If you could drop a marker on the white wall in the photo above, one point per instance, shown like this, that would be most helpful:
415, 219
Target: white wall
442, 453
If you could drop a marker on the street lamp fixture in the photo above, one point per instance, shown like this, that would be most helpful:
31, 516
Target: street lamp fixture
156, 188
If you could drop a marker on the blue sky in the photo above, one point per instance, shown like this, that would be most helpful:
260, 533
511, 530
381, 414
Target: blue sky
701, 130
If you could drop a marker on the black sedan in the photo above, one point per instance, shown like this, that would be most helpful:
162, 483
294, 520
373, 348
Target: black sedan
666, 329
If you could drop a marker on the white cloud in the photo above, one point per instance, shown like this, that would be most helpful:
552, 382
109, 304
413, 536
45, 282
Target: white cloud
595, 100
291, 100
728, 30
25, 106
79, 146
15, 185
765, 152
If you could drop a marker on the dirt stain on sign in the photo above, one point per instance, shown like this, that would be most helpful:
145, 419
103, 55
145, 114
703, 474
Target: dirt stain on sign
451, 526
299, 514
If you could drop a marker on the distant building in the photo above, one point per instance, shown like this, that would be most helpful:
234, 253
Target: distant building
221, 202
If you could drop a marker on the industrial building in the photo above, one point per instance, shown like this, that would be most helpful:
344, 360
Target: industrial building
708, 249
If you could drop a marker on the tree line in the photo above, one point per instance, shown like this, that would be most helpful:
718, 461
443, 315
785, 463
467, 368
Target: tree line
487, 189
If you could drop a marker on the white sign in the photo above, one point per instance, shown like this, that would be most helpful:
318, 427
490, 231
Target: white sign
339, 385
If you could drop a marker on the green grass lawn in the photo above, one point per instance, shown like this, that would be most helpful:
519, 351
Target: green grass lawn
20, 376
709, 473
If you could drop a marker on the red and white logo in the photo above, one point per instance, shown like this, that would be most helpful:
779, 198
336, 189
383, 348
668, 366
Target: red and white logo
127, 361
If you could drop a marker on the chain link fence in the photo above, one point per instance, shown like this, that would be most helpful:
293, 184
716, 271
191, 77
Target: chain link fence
-=-=-
EXERCISE AIM: What lines above hold the word "link"? List them all.

TASK SOLUTION:
If you could drop a marker on the chain link fence in the photo above, one point per instance, shown like this, that would be most helpful:
Target: chain link fence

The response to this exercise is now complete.